Excerpts of bounding box data
** START **

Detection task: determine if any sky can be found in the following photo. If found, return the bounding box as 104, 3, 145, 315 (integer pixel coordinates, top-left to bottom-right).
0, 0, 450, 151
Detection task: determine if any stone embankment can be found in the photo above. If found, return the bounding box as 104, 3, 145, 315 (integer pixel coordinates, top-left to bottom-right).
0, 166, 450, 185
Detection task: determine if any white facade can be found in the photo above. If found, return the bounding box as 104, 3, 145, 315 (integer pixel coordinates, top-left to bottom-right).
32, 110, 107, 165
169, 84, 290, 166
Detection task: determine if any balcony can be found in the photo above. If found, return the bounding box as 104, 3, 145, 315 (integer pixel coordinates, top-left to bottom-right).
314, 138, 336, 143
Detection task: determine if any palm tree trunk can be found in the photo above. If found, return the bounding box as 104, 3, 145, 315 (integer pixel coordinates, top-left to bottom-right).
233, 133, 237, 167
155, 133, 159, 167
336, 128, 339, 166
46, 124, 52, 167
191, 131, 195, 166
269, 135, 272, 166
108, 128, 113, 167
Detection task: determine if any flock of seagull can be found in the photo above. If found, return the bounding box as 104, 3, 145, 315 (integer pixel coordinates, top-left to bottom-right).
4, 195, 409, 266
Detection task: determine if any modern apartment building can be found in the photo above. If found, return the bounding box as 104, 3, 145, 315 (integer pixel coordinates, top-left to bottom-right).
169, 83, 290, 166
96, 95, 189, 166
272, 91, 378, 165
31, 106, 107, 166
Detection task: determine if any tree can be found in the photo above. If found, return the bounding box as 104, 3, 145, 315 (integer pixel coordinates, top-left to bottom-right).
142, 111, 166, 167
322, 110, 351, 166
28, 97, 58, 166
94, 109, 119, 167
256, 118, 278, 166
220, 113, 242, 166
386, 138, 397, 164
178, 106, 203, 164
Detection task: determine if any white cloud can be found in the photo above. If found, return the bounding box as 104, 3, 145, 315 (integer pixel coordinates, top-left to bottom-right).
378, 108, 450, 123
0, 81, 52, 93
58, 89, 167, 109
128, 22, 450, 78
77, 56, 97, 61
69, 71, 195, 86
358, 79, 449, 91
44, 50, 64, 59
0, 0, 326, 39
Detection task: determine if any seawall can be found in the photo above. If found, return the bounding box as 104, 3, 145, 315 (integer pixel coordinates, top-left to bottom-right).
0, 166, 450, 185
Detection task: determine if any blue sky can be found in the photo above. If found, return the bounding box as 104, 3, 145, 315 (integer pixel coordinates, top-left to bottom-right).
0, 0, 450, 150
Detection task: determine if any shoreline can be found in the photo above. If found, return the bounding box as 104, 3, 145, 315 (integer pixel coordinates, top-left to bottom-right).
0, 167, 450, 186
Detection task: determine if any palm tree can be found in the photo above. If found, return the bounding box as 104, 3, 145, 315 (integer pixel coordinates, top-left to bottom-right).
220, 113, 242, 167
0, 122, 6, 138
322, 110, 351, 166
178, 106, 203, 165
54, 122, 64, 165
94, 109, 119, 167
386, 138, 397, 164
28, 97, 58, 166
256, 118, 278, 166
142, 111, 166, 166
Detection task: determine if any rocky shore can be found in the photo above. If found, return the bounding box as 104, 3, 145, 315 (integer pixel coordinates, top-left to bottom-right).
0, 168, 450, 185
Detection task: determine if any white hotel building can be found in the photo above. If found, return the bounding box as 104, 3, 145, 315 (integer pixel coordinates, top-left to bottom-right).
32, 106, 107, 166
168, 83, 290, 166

** END **

Rewrite the records above, replacing "Detection task" with "Localization task" throughout and leaving everything else as it is.

• **Problem solution**
Localization task: determine if any sky can be found in the following photo. If found, return the bounding box as 104, 3, 145, 315 (integer pixel coordinates, top-left to bottom-right).
0, 0, 450, 151
Localization task: determine if any stone embankment can be found in the photo above. If found, return the bounding box as 104, 3, 145, 315 (integer pixel coordinates, top-left to bottom-right).
0, 166, 450, 185
Localization task: determine if any white facade can be found in the photo above. If found, return the bounding box as 104, 3, 145, 315 (integer pixel coordinates, top-left to bottom-right).
32, 110, 107, 165
169, 84, 290, 166
Localization task: determine if any balcony can be found in the photo above. If found, return the bounding box as 104, 3, 145, 315 (integer pixel coordinates, top-left to bottom-right).
314, 138, 336, 143
Localization task: determine if any palm tree trunk can be found in the photo above. If found, return the bounding box as 104, 3, 145, 315 (integer pixel coordinates, top-left to bottom-right).
233, 133, 237, 167
155, 133, 159, 167
336, 128, 339, 166
46, 124, 52, 167
191, 131, 195, 166
269, 135, 272, 166
108, 128, 113, 167
Localization task: determine if any flock of seagull can be found in the photo above. If found, return the bounding box as 104, 3, 145, 315 (integer pixel coordinates, top-left to bottom-right).
4, 195, 409, 266
Localization task: determine if any modern apartment building can be found in the photo above. If found, return the bounding box as 104, 3, 145, 315 (integer pixel coordinates, top-left to bottom-right).
169, 83, 290, 166
96, 95, 189, 166
272, 91, 378, 165
31, 106, 107, 166
Localization task: determine if any tree can be found in the photo above. If found, return the bounding box as 104, 3, 145, 315 (integer pixel coordinates, top-left to bottom-right).
142, 111, 166, 167
322, 110, 351, 166
28, 97, 58, 166
94, 109, 119, 167
256, 118, 278, 166
220, 113, 242, 166
386, 138, 397, 164
178, 106, 203, 164
Localization task: determine if any white cloud can be found in the photo above. If found, return the bounding box as 104, 3, 145, 315 (integer pixel coordinates, top-left to bottom-right).
378, 108, 450, 123
0, 81, 52, 93
58, 89, 167, 109
128, 22, 450, 78
77, 56, 97, 61
69, 71, 195, 86
358, 79, 449, 91
44, 50, 64, 59
0, 0, 326, 39
Localization task: determine if any seawall can be found in the photo above. If found, return the bounding box as 104, 3, 145, 315 (integer pixel coordinates, top-left to bottom-right).
0, 166, 450, 185
Localization task: determine if any blue sky can be found in the photo above. If found, return the bounding box as 104, 3, 145, 315 (integer pixel coordinates, top-left to bottom-right).
0, 0, 450, 150
Localization task: determine if any shoreline can be found in the photo above. If found, return the bounding box as 104, 3, 145, 315 (integer pixel coordinates, top-left to bottom-right).
0, 167, 450, 186
Localization task: determine if any palm tree can be found in the photo above. If found, return the bounding box as 104, 3, 145, 315 (integer pixel coordinates, top-left to bottom-right).
220, 113, 242, 167
0, 122, 6, 138
322, 110, 351, 166
178, 106, 203, 165
54, 122, 64, 165
94, 109, 119, 167
386, 138, 397, 164
28, 97, 58, 166
256, 118, 278, 166
142, 111, 166, 166
Localization task: determine if any rocky shore can be found in the photo above. If found, return the bounding box as 104, 3, 145, 315 (integer pixel coordinates, top-left to bottom-right).
0, 168, 450, 185
Localization task: determine if any white hotel building can be found in the photo above. If found, return the bounding box as 104, 3, 145, 315 (integer pixel coordinates, top-left to bottom-right).
32, 106, 107, 166
168, 83, 290, 166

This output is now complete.